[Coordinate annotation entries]
_____

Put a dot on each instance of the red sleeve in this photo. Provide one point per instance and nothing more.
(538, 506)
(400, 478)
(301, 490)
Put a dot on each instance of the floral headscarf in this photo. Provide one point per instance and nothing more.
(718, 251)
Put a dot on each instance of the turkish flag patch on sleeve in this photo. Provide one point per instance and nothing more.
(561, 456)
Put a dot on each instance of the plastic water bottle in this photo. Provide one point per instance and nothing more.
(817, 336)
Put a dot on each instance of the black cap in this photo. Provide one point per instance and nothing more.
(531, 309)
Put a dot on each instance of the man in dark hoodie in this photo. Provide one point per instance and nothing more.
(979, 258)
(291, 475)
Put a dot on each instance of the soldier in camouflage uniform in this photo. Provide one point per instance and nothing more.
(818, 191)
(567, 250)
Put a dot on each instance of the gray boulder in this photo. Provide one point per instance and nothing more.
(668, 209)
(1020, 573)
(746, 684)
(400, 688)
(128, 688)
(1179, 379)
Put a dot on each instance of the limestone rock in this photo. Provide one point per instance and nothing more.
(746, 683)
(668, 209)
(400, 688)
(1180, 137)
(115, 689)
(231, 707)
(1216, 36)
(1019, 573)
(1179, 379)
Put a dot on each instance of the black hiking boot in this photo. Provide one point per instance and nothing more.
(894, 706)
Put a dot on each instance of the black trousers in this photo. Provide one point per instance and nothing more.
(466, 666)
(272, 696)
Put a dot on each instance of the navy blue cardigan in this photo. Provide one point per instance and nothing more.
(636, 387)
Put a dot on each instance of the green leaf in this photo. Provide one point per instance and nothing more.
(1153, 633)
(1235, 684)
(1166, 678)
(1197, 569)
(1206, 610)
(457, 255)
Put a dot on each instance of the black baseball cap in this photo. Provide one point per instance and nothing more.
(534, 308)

_____

*The problem*.
Can you give every line of the entries above as a Markdown table with the columns "No." and "Text", numbering the rows and leaving out blank lines?

*Output*.
| No. | Text |
|---|---|
| 1 | Put a dot on each instance of the red sleeve in this photo. Provide one point per instance and nothing more. |
| 2 | (538, 506) |
| 3 | (400, 478) |
| 4 | (301, 490) |
| 5 | Put a dot on each instance of the floral headscarf in this photo. Provide one point per instance and nothing more. |
| 6 | (718, 251) |
| 7 | Put a dot on each instance of the turkish flag patch on sleeve in this photo. Provide one point per instance and nothing more. |
| 8 | (561, 456) |
| 9 | Put a dot on each instance of the plastic water bottle in this photo. Provide one point per instance and nothing more. |
| 10 | (817, 336) |
| 11 | Put a dot on each instance of the black cap in this photo. Provide one point per instance and nothing more. |
| 12 | (531, 309) |
| 13 | Put a dot on each instance of the man in dark hoodie in this photo. Provide one point per instance and nothing more. |
| 14 | (979, 258) |
| 15 | (291, 475) |
| 16 | Put a dot on each instance of the soldier in camouflage uniform in this photo. Provide one point per instance and nothing more. |
| 17 | (818, 191) |
| 18 | (567, 250) |
| 19 | Put a dot on each instance of the gray boulder in this photo. Provide one point per instance and nothing more. |
| 20 | (668, 209) |
| 21 | (1020, 573) |
| 22 | (746, 684) |
| 23 | (400, 688) |
| 24 | (128, 688) |
| 25 | (1179, 379) |
| 26 | Put a dot on each instance of the limestone rock in this photo. Provide one point per instance and nothing more. |
| 27 | (746, 683) |
| 28 | (668, 209) |
| 29 | (400, 688) |
| 30 | (1180, 137) |
| 31 | (115, 689) |
| 32 | (231, 707) |
| 33 | (1216, 36) |
| 34 | (1019, 573) |
| 35 | (1179, 379) |
| 36 | Put a dot on each instance of the black hiking boot in this photo. Provide one point per instance and nothing more. |
| 37 | (894, 706) |
| 38 | Put a dot on each instance of the black trousers in this photo. Provide one point per instance and nothing more. |
| 39 | (466, 666) |
| 40 | (272, 696) |
| 41 | Put a dot on each instance of the navy blue cardigan in this photo. Provide one point per instance and nothing more. |
| 42 | (636, 387) |
| 43 | Put a dot on each instance of the green leaf in this photo. Provide one point per instance and nothing more. |
| 44 | (1153, 633) |
| 45 | (1235, 684) |
| 46 | (1166, 678) |
| 47 | (1197, 569) |
| 48 | (1206, 610) |
| 49 | (457, 255) |
| 50 | Put a dot on each instance of the black baseball cap in this photo. Provide one point per instance and nothing more. |
| 51 | (534, 308) |